5522の眼

ゆうぜんの電子日記、2021年版です。

第三の波

2020-06-19 21:48:47 | 環境

アルヴィン・トフラーが「第三の波」を書いたのは1980年だった。情報革命による脱産業社会の到来が第三の波だと彼は言ったわけで、その言のとおり、21世紀の世界は情報化社会を迎えているのだが、今日のツイートで読んだ「第三の波」はまるで別の社会的問題のことである。

昨年の後期から東アフリカ周辺で猛威を振るっている蝗の爆発的大発生。春に生んだ卵が孵るのがこれからで、それを第三の波と呼んでいるわけだ。

今日の中日夕刊「夕歩道」は、「蝗害」とはバッタの大群がもたらす災害をいうのだと書いている。これを「こうがい」と読ませるのだから、まさに「公害」というわけだ。

エチオピア、ケニヤ、ソマリアといった東アフリカ諸国で巨大な群れをつくったサバクトビバッタは、海を渡り中東を経て南西アジアに到達し、中国も蝗害警戒態勢に入ったそうだと夕歩道氏は書いている。

蝗たちは西にも向かう態勢らしく、エリトリア、スーダン、チャド、ニジェール、マリ、モリタニアと中央アフリカを横断して大西洋に抜ける計画も立てているらしい。若しそうした大陸横断が起ったら、それこそえらいことではないか。大食いの蝗たちのゆくところ、各地の百姓たちが懸命に育てる穀物は瞬く間に蝗の腹の中に納まってしまい、大群の去った後には、荒れ地だけが残っているのだ。

● 提供エントリ

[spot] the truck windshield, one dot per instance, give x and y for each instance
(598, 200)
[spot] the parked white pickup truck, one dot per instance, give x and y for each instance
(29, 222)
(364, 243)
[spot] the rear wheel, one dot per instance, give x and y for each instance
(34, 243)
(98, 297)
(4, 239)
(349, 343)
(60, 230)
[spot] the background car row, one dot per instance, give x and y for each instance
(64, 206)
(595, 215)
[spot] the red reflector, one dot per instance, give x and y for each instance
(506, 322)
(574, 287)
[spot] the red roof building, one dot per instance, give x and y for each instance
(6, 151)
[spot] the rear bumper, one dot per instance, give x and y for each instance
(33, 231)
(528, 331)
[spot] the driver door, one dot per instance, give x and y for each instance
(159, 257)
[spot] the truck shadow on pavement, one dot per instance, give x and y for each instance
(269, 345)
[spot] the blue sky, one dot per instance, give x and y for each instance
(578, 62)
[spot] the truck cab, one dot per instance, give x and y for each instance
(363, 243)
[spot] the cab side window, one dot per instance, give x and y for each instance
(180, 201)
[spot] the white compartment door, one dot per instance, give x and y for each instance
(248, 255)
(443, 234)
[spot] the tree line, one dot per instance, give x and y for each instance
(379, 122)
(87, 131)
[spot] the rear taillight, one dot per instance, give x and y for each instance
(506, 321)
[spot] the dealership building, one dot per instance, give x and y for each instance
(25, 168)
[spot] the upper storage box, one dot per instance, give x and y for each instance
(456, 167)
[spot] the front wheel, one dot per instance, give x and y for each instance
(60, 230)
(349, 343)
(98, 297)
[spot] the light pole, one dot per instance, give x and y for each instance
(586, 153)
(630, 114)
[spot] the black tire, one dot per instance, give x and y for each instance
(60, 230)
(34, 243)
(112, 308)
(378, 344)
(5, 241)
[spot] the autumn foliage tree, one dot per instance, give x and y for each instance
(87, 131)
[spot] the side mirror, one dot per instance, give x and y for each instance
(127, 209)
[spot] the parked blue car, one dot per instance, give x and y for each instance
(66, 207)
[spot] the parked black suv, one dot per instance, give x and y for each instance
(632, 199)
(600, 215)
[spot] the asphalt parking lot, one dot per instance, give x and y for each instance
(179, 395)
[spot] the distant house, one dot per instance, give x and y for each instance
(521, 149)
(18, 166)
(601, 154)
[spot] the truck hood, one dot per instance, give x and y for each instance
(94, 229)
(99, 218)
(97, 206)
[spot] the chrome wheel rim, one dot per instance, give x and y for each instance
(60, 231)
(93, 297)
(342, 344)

● 解くべき問題
1. 蝗害についての文章を読み、次の問いに答えよ。
(a) アルヴィン・トフラーが「第三の波」を書いたのは何年か。
(b) 「夕歩道」はどの新聞の夕刊に載っていたか。
(c) 東アフリカ諸国で巨大な群れをつくったバッタは何という名前か。
2. 蝗害についての文章を、最後の文のあとから書き継げ。
エントリは本文とは別の出典から取ったものである。

● 解答
1.
(a) 1980年
(b) 中日の夕刊
(c) サバクトビバッタ

2.
夕歩道氏によれば、トビバッタは変身が得意た。いつもは緑色や茶色のおとなしい「孤独相」なのだが、黄色と黒の「群生相」に変身すると性格は一変、大群にまとまって大移動をし始めるのだそうだ。

エチオピアでは、1月から4月の4か月間で、130万ヘクタールの牧草地、20万ヘクタールの耕地が蝗にやられ、35万トンの穀物が被害を受けているのだが、第三の波に襲われれば、被害はさらに大きく膨らむ。事情はケニアもソマリアも同様だ。

それだけではない。アフリカ各地は世界の他地域から遅れてやってきたコロナウイルスの恐怖の只中にあるのだ。我慢強いといわれる彼らも、旱魃と洪水に叩かれ、蝗に食料を喰いつくされ、さらに目に見えないウイルスの攻撃という四十苦に直面して特有のガンバリズムが萎え始めているという心配なニュースも読める。

トビバッタが群生相に変わるタイミングは、バッタの密度が高くなったとき。個体数が増えて、バッタ同士の接触機会が増えたときにおこるのだというのは、コロナ禍の我々を見るようでおもしろい。「バッタ社会でも密は鬼門らしい」というのが夕歩道氏のまとめだ。